» ASSIGNMENT 1: Please translate this sentence from the NSCLC treatment excerpt into Spanish: "Anti-angiogenic agents have been intensely investigated as potential new treatment options."
» ASSIGNMENT 2: Summarize the NSCLC treatment excerpt in two sentences.
» ASSIGNMENT 3: According to the NSCLC treatment excerpt, what is the only approved anti-angiogenic treatment for advanced NSCLC?

START EXCERPT

Thus there remains a need for additional effective, well-tolerated second-line treatment options with wide application for relapsed/refractory NSCLC. Anti-angiogenic agents have been intensely investigated as potential new treatment options. Angiogenesis is critical for the growth, progression and metastasis of many solid tumour types, and so it represents a fundamental target for cancer therapy [ 12 13 ]. Yet several clinical trials in NSCLC with different anti-angiogenic tyrosine kinase inhibitors have failed to show an overall survival (OS) benefit [14] . To date, first-line bevacizumab remains the only approved anti-angiogenic treatment in the therapeutic armamentarium for advanced NSCLC.

END EXCERPT
START DATA EXTRACT

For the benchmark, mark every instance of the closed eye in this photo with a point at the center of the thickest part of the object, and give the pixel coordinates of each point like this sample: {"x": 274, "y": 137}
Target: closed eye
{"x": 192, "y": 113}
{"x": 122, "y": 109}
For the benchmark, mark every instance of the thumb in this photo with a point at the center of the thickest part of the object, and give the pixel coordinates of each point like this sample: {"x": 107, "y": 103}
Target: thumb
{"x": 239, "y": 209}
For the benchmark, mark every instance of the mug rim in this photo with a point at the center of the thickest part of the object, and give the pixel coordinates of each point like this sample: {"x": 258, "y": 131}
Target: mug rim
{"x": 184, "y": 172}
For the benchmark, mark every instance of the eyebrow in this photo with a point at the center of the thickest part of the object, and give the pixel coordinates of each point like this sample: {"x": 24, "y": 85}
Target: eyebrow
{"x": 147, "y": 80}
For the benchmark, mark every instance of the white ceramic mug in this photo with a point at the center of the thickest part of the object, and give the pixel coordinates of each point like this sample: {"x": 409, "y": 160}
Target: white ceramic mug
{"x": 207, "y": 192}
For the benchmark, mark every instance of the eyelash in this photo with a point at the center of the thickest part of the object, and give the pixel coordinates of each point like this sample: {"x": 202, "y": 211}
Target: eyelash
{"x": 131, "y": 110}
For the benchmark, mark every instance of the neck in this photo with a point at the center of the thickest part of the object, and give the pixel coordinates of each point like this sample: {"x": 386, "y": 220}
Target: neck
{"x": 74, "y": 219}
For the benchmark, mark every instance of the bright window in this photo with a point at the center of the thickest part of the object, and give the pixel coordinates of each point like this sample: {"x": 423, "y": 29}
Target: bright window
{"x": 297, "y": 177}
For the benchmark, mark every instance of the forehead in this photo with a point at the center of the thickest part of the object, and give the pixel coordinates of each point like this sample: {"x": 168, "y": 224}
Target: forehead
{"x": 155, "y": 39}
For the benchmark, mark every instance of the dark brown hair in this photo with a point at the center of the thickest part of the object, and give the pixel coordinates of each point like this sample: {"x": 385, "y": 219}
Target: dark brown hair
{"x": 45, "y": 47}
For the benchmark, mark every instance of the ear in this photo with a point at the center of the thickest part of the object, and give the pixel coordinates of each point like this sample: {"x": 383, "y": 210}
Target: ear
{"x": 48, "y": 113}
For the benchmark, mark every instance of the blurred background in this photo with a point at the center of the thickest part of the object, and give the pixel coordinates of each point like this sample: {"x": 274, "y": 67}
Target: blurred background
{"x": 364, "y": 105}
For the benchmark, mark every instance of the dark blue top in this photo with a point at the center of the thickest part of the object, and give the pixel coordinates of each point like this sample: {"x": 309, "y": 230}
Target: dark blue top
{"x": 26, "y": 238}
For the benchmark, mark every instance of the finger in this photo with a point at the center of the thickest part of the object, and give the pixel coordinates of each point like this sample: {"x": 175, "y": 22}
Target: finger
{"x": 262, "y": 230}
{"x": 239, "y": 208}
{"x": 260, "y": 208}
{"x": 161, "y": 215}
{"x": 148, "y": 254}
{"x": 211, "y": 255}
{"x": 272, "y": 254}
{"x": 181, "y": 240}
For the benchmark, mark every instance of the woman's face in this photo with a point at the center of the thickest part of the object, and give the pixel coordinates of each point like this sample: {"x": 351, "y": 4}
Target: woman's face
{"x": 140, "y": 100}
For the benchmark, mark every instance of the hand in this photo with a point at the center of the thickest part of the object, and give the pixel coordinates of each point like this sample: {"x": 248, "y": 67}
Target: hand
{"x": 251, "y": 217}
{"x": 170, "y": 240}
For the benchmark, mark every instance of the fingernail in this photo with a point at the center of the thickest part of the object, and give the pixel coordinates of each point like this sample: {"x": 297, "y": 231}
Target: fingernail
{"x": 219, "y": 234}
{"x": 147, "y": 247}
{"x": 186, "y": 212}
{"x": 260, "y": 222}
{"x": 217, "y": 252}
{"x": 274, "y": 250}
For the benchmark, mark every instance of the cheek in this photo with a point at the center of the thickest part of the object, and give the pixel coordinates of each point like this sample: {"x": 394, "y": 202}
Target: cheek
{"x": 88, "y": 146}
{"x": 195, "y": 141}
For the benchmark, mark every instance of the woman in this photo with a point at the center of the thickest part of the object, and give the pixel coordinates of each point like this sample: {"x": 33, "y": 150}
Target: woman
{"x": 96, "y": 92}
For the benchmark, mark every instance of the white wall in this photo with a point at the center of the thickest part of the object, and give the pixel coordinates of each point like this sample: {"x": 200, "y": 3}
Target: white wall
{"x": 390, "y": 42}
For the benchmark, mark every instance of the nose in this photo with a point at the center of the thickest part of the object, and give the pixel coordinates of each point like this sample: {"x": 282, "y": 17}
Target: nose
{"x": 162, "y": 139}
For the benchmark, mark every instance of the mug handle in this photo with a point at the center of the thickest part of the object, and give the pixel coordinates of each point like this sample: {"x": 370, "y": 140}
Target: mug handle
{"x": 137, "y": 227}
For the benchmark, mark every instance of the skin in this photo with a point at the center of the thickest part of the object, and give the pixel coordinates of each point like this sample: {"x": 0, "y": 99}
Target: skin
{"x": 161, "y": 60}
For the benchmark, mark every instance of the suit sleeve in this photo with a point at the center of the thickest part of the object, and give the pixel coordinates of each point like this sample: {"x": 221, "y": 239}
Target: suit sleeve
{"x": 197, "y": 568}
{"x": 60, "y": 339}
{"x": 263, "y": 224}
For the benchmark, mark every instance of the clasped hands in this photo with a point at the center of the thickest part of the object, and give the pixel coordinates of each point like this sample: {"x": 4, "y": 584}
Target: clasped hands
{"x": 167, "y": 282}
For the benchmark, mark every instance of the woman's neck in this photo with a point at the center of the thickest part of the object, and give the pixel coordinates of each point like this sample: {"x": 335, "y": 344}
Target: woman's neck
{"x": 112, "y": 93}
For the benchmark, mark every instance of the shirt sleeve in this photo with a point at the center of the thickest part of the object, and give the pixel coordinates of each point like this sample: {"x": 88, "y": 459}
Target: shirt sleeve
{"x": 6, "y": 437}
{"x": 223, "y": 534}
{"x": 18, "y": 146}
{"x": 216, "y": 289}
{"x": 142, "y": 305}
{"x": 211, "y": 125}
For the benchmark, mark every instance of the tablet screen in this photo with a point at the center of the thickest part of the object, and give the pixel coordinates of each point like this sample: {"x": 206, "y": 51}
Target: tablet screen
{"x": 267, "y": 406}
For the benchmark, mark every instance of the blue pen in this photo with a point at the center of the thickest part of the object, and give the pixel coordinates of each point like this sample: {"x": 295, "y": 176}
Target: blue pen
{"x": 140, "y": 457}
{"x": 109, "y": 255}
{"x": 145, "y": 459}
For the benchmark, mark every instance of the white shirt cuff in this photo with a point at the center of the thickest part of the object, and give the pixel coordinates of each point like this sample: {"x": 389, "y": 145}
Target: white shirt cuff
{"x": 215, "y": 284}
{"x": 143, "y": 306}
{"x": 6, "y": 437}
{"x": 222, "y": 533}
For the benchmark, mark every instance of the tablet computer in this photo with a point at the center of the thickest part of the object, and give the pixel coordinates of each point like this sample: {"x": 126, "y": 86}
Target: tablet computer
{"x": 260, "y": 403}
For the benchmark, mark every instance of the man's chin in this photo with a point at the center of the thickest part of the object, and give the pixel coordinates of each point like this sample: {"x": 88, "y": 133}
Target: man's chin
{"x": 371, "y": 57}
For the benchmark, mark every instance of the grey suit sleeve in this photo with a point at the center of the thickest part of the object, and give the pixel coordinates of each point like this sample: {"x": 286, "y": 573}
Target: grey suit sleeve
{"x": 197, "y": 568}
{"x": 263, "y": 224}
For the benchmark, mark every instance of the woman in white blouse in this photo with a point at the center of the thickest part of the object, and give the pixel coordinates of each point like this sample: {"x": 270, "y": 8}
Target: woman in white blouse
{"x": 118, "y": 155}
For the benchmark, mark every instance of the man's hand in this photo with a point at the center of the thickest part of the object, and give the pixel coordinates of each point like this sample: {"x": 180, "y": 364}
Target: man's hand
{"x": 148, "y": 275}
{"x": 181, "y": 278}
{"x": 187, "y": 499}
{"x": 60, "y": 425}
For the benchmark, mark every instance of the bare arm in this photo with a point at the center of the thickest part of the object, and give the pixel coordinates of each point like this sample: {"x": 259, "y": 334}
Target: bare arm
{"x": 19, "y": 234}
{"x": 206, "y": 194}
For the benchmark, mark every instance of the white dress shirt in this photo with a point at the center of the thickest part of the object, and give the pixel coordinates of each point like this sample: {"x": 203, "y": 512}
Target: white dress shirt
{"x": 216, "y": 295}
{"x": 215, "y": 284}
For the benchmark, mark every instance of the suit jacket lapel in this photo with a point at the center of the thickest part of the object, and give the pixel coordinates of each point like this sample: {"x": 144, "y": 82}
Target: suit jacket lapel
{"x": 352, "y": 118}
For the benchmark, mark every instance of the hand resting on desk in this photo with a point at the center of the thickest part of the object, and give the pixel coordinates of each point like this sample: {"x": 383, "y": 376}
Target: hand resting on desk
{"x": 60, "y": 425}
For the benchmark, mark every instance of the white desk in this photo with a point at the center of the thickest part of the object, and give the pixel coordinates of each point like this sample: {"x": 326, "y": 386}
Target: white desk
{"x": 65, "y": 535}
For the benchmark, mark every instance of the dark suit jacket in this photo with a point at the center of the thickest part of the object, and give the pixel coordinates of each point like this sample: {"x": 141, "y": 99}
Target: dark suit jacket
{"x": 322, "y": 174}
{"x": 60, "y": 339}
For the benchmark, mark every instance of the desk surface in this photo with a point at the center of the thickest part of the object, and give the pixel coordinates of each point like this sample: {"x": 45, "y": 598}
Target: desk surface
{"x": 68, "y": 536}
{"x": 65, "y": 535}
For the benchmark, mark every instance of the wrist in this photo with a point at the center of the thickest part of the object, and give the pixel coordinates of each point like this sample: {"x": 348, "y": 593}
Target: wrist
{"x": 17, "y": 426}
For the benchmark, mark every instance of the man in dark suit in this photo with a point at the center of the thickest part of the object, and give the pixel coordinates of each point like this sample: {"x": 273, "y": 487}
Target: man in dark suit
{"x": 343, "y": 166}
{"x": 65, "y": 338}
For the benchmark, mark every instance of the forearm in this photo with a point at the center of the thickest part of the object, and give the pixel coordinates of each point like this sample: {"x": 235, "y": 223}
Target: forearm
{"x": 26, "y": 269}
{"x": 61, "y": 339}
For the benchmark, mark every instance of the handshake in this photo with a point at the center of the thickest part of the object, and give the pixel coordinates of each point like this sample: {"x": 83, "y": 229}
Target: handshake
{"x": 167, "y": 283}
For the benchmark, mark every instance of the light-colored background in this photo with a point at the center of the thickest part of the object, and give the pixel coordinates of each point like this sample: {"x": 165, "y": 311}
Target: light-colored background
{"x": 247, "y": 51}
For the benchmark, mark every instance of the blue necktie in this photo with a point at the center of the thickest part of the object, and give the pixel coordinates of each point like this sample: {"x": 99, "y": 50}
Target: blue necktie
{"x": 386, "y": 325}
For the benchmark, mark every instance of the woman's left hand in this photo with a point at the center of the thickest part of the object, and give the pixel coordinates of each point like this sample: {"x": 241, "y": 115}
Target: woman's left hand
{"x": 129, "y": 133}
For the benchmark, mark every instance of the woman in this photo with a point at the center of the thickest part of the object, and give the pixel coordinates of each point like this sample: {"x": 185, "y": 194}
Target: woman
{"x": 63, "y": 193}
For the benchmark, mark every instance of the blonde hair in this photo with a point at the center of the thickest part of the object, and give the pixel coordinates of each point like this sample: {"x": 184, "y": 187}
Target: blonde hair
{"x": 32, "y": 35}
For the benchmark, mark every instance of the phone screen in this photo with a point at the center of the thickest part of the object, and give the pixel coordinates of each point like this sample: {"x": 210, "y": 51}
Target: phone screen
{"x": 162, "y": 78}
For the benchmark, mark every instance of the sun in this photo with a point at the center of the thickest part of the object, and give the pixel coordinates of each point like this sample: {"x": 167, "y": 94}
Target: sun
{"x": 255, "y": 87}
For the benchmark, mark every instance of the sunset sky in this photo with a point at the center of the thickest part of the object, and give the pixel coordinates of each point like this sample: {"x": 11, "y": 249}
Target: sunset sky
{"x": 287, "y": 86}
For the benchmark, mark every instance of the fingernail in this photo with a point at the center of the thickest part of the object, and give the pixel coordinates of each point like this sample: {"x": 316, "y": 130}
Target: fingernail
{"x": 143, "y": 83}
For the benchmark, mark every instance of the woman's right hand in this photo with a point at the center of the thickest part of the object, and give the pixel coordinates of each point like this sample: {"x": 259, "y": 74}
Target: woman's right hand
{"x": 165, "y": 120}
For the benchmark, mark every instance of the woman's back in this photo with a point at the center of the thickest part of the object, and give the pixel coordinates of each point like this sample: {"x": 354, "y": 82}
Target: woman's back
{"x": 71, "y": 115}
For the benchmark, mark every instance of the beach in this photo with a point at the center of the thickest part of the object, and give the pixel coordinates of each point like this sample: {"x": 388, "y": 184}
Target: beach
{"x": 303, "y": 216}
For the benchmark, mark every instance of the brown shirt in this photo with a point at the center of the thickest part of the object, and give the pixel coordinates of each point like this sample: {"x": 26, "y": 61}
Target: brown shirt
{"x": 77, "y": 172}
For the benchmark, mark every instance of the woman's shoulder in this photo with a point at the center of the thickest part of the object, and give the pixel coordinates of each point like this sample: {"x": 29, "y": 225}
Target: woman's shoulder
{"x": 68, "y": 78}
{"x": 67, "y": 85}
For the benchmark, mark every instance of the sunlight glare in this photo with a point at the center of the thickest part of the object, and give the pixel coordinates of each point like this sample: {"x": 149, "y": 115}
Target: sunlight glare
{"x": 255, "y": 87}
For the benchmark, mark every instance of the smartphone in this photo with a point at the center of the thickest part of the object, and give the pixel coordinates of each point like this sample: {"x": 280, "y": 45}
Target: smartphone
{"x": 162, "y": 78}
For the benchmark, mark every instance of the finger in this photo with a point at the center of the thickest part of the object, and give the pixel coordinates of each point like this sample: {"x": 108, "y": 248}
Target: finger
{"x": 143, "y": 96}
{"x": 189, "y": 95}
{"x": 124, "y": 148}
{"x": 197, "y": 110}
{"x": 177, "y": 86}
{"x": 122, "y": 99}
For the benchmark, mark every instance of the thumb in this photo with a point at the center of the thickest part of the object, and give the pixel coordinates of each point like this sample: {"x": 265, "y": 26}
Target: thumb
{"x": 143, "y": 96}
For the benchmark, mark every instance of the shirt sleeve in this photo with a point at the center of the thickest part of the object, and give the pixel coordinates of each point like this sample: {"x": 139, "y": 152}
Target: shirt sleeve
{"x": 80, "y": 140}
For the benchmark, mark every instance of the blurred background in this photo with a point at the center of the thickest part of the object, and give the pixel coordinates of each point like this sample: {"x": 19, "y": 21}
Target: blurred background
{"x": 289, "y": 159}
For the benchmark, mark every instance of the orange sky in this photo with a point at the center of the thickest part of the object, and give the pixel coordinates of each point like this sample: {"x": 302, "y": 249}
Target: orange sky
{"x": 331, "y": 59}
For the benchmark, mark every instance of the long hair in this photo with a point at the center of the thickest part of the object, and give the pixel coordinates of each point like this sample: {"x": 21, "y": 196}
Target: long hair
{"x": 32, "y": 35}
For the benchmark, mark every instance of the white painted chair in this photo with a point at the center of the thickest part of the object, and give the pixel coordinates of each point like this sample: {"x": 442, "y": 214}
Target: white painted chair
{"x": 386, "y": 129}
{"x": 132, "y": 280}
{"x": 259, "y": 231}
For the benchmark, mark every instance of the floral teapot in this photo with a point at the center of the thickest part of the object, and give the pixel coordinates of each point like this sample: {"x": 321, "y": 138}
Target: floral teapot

END DATA EXTRACT

» EXERCISE RESULT 1: Los agentes antiangiogénicos se han investigado intensamente como posibles nuevas opciones de tratamiento.

» EXERCISE RESULT 2: Relapsed or refractory NSCLC still needs additional effective, well-tolerated second-line treatment options, and anti-angiogenic agents have been intensely investigated because angiogenesis is critical for the growth, progression and metastasis of many solid tumors. However, several NSCLC trials of anti-angiogenic tyrosine kinase inhibitors failed to show an overall survival benefit, and first-line bevacizumab remains the only approved anti-angiogenic treatment for advanced NSCLC.

» EXERCISE RESULT 3: First-line bevacizumab.